- _INFORMATION GIVEN_
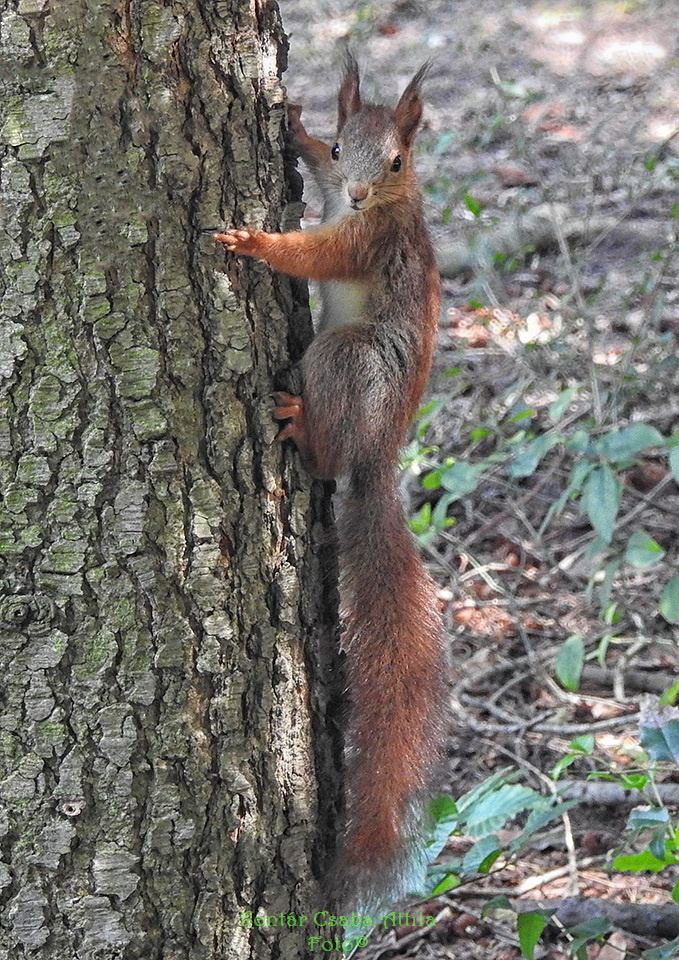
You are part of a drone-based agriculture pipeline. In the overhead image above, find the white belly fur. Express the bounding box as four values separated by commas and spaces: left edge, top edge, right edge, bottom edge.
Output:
316, 281, 368, 333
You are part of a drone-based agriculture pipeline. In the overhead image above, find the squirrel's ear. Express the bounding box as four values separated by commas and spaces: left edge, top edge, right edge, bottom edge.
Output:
394, 60, 431, 147
337, 50, 361, 133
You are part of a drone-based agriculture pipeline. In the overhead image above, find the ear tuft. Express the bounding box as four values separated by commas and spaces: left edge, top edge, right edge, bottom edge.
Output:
394, 60, 431, 147
337, 50, 361, 133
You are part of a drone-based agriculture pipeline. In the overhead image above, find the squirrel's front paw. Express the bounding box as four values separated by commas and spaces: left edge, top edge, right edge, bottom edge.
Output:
214, 227, 264, 257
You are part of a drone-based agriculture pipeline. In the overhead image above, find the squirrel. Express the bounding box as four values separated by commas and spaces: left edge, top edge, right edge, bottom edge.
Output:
215, 54, 446, 915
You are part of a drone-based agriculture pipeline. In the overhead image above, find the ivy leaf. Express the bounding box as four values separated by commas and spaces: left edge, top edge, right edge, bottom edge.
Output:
660, 576, 679, 623
516, 911, 547, 960
625, 530, 665, 567
581, 464, 620, 544
509, 433, 560, 479
612, 850, 671, 873
549, 387, 580, 423
439, 460, 485, 500
596, 423, 665, 463
467, 783, 542, 837
669, 444, 679, 483
641, 937, 679, 960
462, 193, 483, 219
462, 833, 501, 873
555, 633, 585, 692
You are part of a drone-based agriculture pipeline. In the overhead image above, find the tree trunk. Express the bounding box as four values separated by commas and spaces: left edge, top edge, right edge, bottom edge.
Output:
0, 0, 337, 960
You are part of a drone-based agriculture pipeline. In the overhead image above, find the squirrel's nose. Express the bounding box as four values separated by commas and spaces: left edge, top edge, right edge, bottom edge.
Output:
347, 180, 370, 203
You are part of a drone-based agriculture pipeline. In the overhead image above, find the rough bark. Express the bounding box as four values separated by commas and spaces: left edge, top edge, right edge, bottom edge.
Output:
0, 0, 337, 960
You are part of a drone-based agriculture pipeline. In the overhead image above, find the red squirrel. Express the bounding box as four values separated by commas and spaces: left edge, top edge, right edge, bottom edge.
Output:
215, 55, 446, 914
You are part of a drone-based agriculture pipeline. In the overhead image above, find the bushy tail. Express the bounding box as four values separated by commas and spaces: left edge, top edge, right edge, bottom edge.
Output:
334, 465, 447, 915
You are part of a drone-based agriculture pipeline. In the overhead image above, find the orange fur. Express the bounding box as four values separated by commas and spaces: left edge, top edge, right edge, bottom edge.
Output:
216, 58, 446, 912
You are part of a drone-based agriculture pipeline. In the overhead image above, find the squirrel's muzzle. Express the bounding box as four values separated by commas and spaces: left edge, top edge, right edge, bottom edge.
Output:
347, 180, 370, 207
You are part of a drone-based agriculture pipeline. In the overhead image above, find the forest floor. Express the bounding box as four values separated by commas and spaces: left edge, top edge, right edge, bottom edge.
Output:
281, 0, 679, 960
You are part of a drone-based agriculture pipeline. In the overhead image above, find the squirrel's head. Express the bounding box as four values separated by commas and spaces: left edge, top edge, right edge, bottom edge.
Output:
331, 54, 429, 211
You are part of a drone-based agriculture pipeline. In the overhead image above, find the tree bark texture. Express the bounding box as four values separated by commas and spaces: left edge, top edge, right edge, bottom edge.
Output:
0, 0, 337, 960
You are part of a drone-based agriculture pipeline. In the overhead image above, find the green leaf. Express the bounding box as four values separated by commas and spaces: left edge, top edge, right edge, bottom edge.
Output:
429, 873, 462, 897
658, 681, 679, 707
568, 917, 613, 940
427, 796, 460, 862
462, 833, 502, 873
549, 387, 580, 423
516, 912, 547, 960
568, 733, 594, 757
555, 633, 585, 691
466, 783, 543, 837
660, 576, 679, 623
462, 193, 483, 219
612, 850, 668, 873
409, 503, 431, 534
509, 433, 560, 479
595, 423, 665, 463
625, 530, 665, 567
509, 798, 580, 853
639, 720, 679, 763
441, 460, 485, 502
422, 470, 443, 490
581, 464, 620, 544
481, 893, 516, 919
641, 937, 679, 960
669, 444, 679, 483
627, 807, 670, 830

- _EXERCISE AIM_
Lay out the records above as a CSV with two columns, "prompt" and "boxes". Give one row per record, with its text and its answer each in a single quoted field and line breaks replaced by spaces, and leave the pictures out.

- _CORRECT RESPONSE_
prompt,boxes
"You are part of a drone-based agriculture pipeline. In the overhead image above, find the white belly fur. Express the bounding box as four values separated by commas and spaces: left edge, top edge, right edge, bottom edge. Output:","316, 281, 368, 333"
"You are part of a drone-based agriculture pipeline. In the overhead image above, find the squirrel's ear. Express the bounding box as four values separated by commas and spaces: left edge, top edge, right edge, bottom edge. Output:","394, 60, 431, 147 337, 50, 361, 133"
"You are part of a drone-based agriculture pipeline. In the overhead image above, find the ear tuft. Express the bounding box as four values separated by commas and spaces: left edge, top edge, right edge, bottom edge. Output:","394, 60, 431, 147 337, 50, 361, 133"
"You are part of a drone-based agriculture pipeline. In the overhead image above, find the squirrel's front paw. Express the bounding box as four values separated by commas and spaces: left edge, top edge, right edge, bottom edge. Output:","214, 227, 264, 257"
"You are part of a drone-based agriculture pipeline. In the overhead image above, find the squirrel. Express the bounding box as four values separated by commas and spaces: left edge, top edge, right edge, bottom edge. Output:","215, 54, 446, 915"
"You are part of a drone-based agriculture pipeline. In the overhead image above, find the ivy leaf. Express the bounding box as four values separated by commas and spaces: left edge, top edge, right edge, bottom edge. Output:","660, 576, 679, 623 516, 911, 547, 960 625, 530, 665, 567 581, 464, 620, 544 509, 433, 560, 479 612, 850, 671, 873 549, 387, 580, 423 439, 460, 485, 500 596, 423, 665, 463 467, 783, 542, 837 669, 444, 679, 483 641, 937, 679, 960 462, 193, 483, 219 462, 833, 501, 873 555, 633, 585, 692"
"You are part of a drone-based agriculture pipeline. In the overhead image above, find the tree trunk. Express the bounding box as four values separated by commas and spaces: left edge, top edge, right edge, bottom edge. Output:","0, 0, 337, 960"
"You are part of a drone-based agriculture pipeline. In the overhead image above, find the squirrel's nose. Express the bounding box as four values separated by commas and spaces: left edge, top edge, right edge, bottom edge. Output:","347, 180, 370, 203"
"You are part of a drone-based agriculture pipeline. In the overhead image above, find the rough bark. Express the bounding box as four values separated by commas and spaces: left edge, top edge, right edge, bottom edge. Output:","0, 0, 337, 960"
"You are part of a drone-based agriculture pipeline. In the overhead image above, find the red squirrel. Express the bounding box as four values separated by commas and spaces: left edge, top edge, right edge, bottom edge. Output:","215, 55, 446, 914"
"You are part of a drone-based agriculture pipeline. In the overhead image above, find the bushy tail. Express the bounding box as four values separated by commas and spaces: left edge, top edge, right edge, bottom edge. Output:","334, 465, 447, 915"
"You are part of a drone-based agriculture pipeline. In the overhead image above, find the orange fur. Express the bounding box as four values separated by commas and spaces: left edge, top edge, right edge, bottom edge. Output:","216, 58, 446, 912"
"You are part of a drone-based agriculture pipeline. In the overhead image above, find the squirrel's muzzle. Express the bounding box as four values separated by commas and spaces: left edge, top edge, right edge, bottom edge. Output:","347, 180, 370, 207"
"You are part of a drone-based agriculture pipeline. In the overhead image above, find the forest floor. Express the bounding box as four values separated by commas and spaces: left edge, top edge, right edge, bottom edge. Output:","281, 0, 679, 960"
"You are part of a drone-based agriculture pipeline. In the overhead image above, find the squirrel's head. Express the bounding box as four values separated by commas and spaces: left edge, top edge, right edge, bottom edge. Output:","331, 54, 429, 211"
"You are part of a drone-based agriculture pipeline. In the overhead image above, find the tree bark texture. Express the bounding box as four values separated by commas and spaces: left edge, top edge, right edge, bottom edge. Output:","0, 0, 337, 960"
"You are part of a drone-based agriculture pipeline. In the overhead image above, find the green leaf. Express the bounding box as four values separated by commas and spaces: left edge, top edge, right edge, bottom edge. Output:","429, 873, 462, 897 658, 681, 679, 707 568, 917, 613, 940 427, 796, 460, 862 462, 833, 502, 873 549, 387, 580, 423 516, 912, 547, 960 568, 733, 594, 757 555, 633, 585, 691 466, 783, 543, 837 660, 576, 679, 623 462, 193, 483, 219 612, 850, 668, 873 409, 503, 431, 534 509, 433, 560, 479 595, 423, 665, 463 625, 530, 665, 567 509, 798, 580, 853 639, 720, 679, 763 441, 460, 485, 502 422, 470, 443, 490 581, 464, 620, 544 481, 893, 516, 919 641, 937, 679, 960 669, 444, 679, 483 627, 807, 670, 830"